Exercise instructions:
**1.** Answer these questions using the passage on Devoy and the Fenians:
(a) From which prison did Devoy orchestrate Stephens' escape in November 1865?
(b) How large did Devoy calculate the Fenian force in the British Army to be?
(c) What sentence did Devoy receive after his treason trial?
**2.** In the passage on Devoy and the Fenians, turn the paragraph beginning "In February 1866 an IRB Council of War" into a brief list that keeps its main facts.

━━ Selected passage

In 1865, when many Fenians are arrested, James Stephens, founder of the Irish Republican Brotherhood (IRB), appoints Devoy Chief Organiser of Fenians in the British Army in Ireland. His duty is to enlist Irish soldiers in the British Army into the IRB. In November 1865 Devoy orchestrates Stephens’ escape from Richmond Prison in Dublin.

In February 1866 an IRB Council of War calls for an immediate uprising but Stephens refuses, much to Devoy’s annoyance, as he calculated the Fenian force in the British Army to number 80,000. The British get wind of the plan through informers and move the regiments abroad, replacing them with regiments from Britain. Devoy is arrested in February 1866 and interned in Mountjoy Gaol, then tried for treason and sentenced to fifteen years penal servitude. In Portland Prison Devoy organises prison strikes and, as a result, is moved to Millbank Prison in Pimlico, London.

━━━━
━━ Entries provided

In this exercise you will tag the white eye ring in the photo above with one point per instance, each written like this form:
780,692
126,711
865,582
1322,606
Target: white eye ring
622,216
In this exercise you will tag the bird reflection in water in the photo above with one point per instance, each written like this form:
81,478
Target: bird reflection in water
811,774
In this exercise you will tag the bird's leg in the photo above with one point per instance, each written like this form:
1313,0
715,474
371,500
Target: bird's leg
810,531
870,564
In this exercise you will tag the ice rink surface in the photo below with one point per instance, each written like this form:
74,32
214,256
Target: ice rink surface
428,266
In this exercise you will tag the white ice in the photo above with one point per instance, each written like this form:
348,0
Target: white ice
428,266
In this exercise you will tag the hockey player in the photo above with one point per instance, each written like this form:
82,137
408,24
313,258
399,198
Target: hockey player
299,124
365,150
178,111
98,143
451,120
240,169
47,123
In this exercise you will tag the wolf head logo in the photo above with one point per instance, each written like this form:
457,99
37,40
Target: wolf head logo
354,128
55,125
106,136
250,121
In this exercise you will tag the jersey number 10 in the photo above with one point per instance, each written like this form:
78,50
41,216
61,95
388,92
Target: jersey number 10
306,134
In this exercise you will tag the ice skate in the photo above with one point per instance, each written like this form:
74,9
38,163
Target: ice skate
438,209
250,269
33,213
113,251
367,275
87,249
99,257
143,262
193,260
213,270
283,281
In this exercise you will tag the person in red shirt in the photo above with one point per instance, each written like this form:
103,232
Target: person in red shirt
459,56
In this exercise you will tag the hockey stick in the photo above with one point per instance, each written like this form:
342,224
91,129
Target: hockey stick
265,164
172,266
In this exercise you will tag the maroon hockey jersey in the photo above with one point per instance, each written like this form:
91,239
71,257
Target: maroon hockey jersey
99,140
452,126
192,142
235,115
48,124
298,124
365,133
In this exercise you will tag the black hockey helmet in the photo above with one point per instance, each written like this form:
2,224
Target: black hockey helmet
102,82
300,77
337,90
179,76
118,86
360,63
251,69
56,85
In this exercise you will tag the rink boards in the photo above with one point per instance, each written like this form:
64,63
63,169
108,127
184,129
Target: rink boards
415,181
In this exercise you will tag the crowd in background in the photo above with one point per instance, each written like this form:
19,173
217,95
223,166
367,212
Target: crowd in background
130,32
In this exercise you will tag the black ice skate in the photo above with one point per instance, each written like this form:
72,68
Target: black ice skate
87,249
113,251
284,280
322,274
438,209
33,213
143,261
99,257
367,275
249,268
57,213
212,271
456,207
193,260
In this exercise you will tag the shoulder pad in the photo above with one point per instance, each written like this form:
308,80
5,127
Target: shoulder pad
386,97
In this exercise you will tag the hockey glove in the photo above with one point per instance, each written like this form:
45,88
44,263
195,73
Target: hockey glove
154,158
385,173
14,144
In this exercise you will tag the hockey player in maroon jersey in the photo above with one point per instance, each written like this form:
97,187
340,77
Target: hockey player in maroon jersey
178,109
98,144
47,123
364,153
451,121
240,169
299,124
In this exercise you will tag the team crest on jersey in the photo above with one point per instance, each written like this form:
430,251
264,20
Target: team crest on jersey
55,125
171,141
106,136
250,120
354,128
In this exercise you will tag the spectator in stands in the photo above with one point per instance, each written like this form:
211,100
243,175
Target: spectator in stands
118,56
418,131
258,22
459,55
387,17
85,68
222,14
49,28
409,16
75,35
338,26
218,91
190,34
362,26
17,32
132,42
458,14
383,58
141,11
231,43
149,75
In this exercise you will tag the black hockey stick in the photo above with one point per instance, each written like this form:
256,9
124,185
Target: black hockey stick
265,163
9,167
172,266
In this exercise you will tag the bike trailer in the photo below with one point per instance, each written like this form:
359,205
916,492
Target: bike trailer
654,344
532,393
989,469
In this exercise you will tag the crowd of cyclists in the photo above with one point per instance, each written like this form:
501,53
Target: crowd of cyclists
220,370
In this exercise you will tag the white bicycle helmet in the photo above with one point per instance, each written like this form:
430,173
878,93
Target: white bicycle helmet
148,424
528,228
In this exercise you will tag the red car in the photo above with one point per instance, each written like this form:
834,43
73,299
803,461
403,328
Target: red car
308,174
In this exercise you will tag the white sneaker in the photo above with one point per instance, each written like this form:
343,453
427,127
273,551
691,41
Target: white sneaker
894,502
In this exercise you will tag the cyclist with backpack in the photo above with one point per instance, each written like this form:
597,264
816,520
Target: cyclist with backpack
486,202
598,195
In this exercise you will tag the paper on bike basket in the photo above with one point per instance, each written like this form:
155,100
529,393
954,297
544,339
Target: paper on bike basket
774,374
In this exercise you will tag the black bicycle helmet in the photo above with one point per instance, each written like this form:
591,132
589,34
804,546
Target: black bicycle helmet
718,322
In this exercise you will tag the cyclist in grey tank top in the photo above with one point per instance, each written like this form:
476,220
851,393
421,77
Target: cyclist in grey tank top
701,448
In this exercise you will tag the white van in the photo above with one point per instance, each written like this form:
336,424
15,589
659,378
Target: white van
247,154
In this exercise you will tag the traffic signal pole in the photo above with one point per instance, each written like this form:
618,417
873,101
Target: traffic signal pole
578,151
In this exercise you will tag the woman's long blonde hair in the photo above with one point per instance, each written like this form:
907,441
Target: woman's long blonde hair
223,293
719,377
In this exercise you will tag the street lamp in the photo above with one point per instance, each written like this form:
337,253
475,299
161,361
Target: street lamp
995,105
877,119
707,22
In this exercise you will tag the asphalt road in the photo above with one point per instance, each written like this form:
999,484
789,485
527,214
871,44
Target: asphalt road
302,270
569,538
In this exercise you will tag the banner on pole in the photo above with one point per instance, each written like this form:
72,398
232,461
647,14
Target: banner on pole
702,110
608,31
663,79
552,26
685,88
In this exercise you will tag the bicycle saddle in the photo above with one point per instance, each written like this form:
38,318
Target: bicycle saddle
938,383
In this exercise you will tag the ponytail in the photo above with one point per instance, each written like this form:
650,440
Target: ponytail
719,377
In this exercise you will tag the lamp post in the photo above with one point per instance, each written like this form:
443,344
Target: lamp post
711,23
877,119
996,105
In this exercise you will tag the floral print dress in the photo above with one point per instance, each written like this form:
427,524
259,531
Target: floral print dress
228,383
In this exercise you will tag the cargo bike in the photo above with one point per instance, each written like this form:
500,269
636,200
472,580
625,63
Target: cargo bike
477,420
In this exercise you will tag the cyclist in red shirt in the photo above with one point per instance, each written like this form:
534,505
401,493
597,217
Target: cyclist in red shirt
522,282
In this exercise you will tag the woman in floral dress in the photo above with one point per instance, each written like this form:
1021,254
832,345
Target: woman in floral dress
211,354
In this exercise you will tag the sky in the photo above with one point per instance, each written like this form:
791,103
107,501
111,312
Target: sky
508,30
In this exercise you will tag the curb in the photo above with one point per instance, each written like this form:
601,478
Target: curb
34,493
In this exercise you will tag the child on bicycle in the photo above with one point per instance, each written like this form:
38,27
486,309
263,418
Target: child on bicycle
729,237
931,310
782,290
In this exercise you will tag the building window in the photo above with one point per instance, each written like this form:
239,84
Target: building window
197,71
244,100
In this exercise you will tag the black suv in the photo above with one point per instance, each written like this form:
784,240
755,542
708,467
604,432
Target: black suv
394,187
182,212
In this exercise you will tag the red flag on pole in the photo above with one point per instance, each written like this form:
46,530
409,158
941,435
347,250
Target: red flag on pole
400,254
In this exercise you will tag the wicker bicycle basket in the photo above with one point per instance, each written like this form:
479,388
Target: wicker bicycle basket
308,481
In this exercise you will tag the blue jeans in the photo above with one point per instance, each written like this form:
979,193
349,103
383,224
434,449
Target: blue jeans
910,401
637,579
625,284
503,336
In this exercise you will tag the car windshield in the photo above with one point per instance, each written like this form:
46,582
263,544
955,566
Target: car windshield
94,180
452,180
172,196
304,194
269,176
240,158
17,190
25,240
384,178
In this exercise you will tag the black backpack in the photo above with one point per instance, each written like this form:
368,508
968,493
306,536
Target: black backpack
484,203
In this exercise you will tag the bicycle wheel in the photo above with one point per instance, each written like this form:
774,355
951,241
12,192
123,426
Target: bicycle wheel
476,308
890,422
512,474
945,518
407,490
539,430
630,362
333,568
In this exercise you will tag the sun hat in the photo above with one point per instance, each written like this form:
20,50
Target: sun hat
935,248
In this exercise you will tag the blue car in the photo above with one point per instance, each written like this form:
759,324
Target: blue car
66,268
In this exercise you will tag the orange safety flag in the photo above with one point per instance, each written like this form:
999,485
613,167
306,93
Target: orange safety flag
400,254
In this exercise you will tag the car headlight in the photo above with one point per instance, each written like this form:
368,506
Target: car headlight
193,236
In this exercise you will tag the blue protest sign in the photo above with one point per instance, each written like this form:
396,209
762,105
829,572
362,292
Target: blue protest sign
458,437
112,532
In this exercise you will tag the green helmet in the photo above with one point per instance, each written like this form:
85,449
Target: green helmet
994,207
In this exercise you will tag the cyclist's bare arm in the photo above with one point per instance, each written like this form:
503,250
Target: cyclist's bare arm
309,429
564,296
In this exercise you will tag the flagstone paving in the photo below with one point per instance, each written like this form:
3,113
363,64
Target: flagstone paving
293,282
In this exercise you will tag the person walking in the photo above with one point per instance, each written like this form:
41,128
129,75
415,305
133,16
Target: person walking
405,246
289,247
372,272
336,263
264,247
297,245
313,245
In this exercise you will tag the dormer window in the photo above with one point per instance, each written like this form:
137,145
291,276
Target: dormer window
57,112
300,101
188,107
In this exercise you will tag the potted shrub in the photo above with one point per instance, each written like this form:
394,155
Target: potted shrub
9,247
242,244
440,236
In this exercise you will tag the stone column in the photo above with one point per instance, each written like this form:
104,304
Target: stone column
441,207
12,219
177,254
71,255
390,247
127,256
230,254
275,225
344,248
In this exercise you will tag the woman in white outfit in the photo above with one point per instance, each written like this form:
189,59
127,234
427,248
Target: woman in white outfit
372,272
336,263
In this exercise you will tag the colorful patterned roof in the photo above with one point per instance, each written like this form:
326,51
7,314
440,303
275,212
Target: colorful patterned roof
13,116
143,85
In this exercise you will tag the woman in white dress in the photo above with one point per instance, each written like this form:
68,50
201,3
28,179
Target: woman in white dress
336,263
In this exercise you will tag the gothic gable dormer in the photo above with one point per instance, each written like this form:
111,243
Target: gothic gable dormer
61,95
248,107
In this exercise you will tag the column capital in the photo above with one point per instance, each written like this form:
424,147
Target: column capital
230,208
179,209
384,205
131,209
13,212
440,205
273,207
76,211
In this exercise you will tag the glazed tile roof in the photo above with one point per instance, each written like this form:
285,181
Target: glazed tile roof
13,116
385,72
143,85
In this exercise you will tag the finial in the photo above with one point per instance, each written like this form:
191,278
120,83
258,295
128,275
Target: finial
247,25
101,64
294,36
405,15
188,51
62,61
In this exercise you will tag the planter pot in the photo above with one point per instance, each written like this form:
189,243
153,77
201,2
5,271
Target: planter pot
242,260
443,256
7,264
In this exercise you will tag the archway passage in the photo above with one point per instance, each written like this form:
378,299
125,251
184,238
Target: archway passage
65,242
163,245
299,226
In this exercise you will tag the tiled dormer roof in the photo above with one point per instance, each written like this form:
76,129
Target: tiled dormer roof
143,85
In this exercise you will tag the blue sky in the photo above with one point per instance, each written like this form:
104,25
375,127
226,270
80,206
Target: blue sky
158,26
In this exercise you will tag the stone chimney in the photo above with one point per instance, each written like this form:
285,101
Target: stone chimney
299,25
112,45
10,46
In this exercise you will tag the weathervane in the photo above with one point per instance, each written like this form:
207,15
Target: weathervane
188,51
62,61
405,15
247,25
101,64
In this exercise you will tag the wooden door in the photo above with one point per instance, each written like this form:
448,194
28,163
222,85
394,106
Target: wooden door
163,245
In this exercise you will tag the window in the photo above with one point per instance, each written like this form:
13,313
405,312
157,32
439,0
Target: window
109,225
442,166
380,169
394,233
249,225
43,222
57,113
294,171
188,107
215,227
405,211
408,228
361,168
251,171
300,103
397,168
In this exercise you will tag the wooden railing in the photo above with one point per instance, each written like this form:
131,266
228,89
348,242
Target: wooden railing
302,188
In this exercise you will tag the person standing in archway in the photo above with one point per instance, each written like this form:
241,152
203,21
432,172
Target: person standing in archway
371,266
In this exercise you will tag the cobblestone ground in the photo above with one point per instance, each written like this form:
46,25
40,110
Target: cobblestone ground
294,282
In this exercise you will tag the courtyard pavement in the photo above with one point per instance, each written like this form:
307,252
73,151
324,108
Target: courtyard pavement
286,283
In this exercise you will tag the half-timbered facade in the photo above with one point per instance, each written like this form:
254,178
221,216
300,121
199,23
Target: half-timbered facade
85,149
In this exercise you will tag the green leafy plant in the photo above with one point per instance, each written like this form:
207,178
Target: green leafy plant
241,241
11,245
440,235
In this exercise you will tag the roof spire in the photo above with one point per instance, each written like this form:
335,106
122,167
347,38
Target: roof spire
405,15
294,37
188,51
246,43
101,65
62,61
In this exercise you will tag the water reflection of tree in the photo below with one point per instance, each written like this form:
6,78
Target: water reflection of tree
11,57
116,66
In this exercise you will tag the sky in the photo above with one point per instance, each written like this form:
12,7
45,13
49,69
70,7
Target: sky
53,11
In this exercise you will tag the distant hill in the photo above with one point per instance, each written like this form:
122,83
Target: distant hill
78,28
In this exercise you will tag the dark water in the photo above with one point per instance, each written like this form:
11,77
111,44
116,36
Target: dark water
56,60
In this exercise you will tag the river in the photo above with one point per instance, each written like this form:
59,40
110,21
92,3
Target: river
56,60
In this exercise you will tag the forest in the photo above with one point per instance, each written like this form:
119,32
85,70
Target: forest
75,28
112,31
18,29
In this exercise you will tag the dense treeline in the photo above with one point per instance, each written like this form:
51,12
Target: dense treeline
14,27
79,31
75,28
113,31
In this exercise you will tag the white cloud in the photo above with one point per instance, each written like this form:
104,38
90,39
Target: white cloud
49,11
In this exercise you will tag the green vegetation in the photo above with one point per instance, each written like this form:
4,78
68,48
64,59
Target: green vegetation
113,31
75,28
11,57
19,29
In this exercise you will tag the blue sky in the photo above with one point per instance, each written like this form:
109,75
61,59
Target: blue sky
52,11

━━━━

Task answers:
**1.**
(a) Richmond Prison in Dublin
(b) 80,000
(c) Fifteen years penal servitude

**2.**
- February 1866: an IRB Council of War calls for an immediate uprising, but Stephens refuses, annoying Devoy, who counted 80,000 Fenians in the British Army.
- Informers alert the British, who move the regiments abroad and replace them with regiments from Britain.
- Devoy is arrested in February 1866, held in Mountjoy Gaol, tried for treason and sentenced to fifteen years penal servitude.
- In Portland Prison he organizes prison strikes and is moved to Millbank Prison in Pimlico, London.